■ **Do this**:
Write out all of the rows below again, line for line and without any change.

Data listing

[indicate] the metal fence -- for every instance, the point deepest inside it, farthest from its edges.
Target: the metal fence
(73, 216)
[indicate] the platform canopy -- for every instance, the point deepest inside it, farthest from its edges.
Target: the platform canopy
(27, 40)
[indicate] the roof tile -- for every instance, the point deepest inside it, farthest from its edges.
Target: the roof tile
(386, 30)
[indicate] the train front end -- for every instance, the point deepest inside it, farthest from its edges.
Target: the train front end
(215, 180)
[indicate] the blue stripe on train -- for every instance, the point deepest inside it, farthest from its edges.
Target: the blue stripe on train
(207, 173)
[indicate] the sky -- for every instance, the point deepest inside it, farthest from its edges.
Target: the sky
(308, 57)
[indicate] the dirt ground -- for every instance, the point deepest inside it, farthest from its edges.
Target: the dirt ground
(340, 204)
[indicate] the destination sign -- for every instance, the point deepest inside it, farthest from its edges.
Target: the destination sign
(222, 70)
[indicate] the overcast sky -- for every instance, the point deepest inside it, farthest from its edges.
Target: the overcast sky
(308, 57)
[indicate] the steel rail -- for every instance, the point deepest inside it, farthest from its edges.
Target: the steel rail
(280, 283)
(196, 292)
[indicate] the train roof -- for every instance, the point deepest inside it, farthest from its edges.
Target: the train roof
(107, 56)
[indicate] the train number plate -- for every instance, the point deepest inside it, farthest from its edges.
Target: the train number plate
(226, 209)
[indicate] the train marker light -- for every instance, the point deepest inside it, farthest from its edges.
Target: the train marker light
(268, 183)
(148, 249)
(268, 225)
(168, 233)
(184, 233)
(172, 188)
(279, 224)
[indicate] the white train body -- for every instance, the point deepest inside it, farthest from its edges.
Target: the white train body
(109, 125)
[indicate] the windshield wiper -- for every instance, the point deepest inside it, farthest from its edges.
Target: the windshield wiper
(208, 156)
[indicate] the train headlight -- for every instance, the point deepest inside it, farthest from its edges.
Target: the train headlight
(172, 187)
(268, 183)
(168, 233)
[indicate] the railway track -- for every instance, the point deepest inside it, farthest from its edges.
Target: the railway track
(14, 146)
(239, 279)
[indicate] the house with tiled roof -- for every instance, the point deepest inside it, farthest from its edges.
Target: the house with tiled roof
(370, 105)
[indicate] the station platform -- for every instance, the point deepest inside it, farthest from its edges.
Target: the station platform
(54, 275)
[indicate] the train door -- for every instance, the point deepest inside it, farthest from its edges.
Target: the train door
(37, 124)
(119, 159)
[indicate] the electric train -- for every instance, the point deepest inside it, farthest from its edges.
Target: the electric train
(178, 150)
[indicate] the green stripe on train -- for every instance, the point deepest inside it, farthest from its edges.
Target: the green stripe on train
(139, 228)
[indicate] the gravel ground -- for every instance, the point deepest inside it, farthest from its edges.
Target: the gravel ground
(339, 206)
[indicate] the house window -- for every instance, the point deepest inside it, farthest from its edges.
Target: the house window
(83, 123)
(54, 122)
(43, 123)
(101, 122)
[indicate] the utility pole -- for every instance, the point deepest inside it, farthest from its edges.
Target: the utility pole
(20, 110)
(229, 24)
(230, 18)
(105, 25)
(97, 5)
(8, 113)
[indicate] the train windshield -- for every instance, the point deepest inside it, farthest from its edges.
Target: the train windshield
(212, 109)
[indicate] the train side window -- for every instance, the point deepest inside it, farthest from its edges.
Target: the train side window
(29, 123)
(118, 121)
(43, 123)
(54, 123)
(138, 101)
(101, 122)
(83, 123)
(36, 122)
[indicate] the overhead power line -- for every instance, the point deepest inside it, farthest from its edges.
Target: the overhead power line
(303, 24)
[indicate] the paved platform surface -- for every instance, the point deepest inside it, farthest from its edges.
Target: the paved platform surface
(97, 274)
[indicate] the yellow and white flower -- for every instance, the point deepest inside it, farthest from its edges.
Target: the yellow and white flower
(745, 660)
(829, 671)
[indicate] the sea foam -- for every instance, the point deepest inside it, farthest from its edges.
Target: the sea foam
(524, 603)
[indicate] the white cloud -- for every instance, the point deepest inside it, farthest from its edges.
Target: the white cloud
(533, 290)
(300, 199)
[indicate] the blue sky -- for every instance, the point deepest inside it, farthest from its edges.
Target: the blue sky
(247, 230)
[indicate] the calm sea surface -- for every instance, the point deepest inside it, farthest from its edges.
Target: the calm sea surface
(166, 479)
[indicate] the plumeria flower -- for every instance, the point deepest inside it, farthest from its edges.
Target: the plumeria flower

■ **Answer to the exercise**:
[indicate] the metal fence -- for every instance, the point deepest inside it, farthest from its edges.
Target: the metal fence
(73, 216)
[indicate] the platform canopy -- for every instance, the point deepest inside it, farthest from its edges.
Target: the platform canopy
(27, 40)
[indicate] the roof tile -- for every instance, the point deepest inside it, farthest from its edges.
Target: the roof tile
(386, 30)
[indicate] the train front end -- for every instance, the point deepest inside it, farthest from its edges.
Target: the train front end
(215, 180)
[indicate] the blue stripe on train -- for every instance, the point deepest inside it, farthest from its edges.
Target: the blue stripe on train
(207, 173)
[indicate] the sky -- for every instance, the point deepest inside it, farthest from its edges.
Target: the sky
(308, 57)
[indicate] the dirt ground -- for every instance, the point deepest inside it, farthest from its edges.
Target: the dirt ground
(340, 204)
[indicate] the destination sign -- for every instance, the point deepest inside it, farthest from its edges.
Target: the destination sign
(222, 70)
[indicate] the overcast sky -- for every instance, the point deepest inside it, farthest from its edges.
Target: the overcast sky
(308, 57)
[indicate] the steel rail -- for every instance, the point deepest inside it, farthest from its edges.
Target: the steel rail
(280, 283)
(196, 292)
[indicate] the train roof -- for every instance, the point deepest inside it, farthest from its edges.
Target: the train roof
(107, 56)
[indicate] the train number plate -- for every instance, the point deepest inside it, farthest from its edges.
Target: the train number plate
(226, 209)
[indicate] the train marker light -- for every instance, the point deepest inside it, farthest from its edges.
Target: the train marker light
(268, 183)
(148, 249)
(268, 225)
(168, 233)
(184, 233)
(172, 188)
(279, 224)
[indicate] the white train body -- for every instance, the point deepest inside it, farthest from its edges.
Target: the white train body
(109, 125)
[indicate] the windshield wiper -- for every instance, the point deepest inside it, farthest from its edges.
Target: the windshield wiper
(208, 156)
[indicate] the train headlight -- for every instance, the point deepest inside it, farthest from its edges.
Target: the train headlight
(172, 187)
(268, 183)
(168, 233)
[indicate] the railway track -- for every instance, the point deepest inside it, farthest from its edges.
Target: the railway track
(14, 146)
(239, 279)
[indicate] the house with tiled roof -- for every instance, the point deepest inside it, farthest from its edges.
Target: the house with tiled roof
(370, 105)
[indicate] the station platform -- for every instance, the point deepest inside it, farthest from its edges.
Target: the station platform
(54, 275)
[indicate] the train door -- for every instance, the point deepest inside it, farthest from its edges.
Target: the train door
(37, 124)
(119, 159)
[indicate] the electric train -- for every instance, the point deepest inside it, farthest from its edges.
Target: the electric train
(178, 150)
[indicate] the green stripe on train -- for every instance, the point deepest inside it, farthest from its edges.
Target: the green stripe on train
(139, 228)
[indicate] the gravel ground -- for every instance, the point deepest inside it, farthest from its edges.
Target: the gravel ground
(339, 206)
[indicate] the house window -- for every instance, the point deepest inside it, farthest from its edges.
Target: the house window
(83, 123)
(54, 122)
(43, 123)
(101, 122)
[indicate] the utility pole -- for every instance, the point deepest inside it, farthest from its edges.
Target: the utility pole
(20, 110)
(229, 24)
(230, 18)
(105, 25)
(97, 5)
(8, 113)
[indicate] the train windshield -- for every instance, the point deepest inside it, farthest from its edges.
Target: the train windshield
(212, 109)
[indicate] the train side window -- for every instance, the point deepest inside it, farthest from its edges.
Target: the train side window
(29, 123)
(118, 121)
(43, 123)
(54, 123)
(138, 101)
(101, 122)
(83, 123)
(36, 122)
[indicate] the overhead power line -- for every instance, the point deepest inside it, farthest from its edges.
Target: the overhead power line
(303, 24)
[indicate] the paved platform surface -- for every instance, the point deepest inside it, farthest from its edges.
Target: the paved platform surface
(97, 274)
[indicate] the yellow and white flower -- for every instance, the point deepest inside it, farthest from its edges.
Target: the yellow and white flower
(745, 660)
(829, 671)
[indicate] the sea foam -- for every instance, the point deepest inside it, farthest from its edges.
Target: the sea foam
(524, 603)
[indicate] the white cloud -- for every instance, the point deepest inside it, farthest from its edges.
Target: the white cloud
(533, 290)
(300, 199)
[indicate] the blue sky -- for every instance, the point deepest inside it, farthest from its edges.
Target: the blue sky
(247, 230)
[indicate] the calm sea surface -- for every instance, the point deepest inside it, farthest from its edges.
Target: the calm sea surface
(166, 479)
[indicate] the plumeria flower -- for every instance, the point deepest inside it, farthest from its edges.
Target: the plumeria flower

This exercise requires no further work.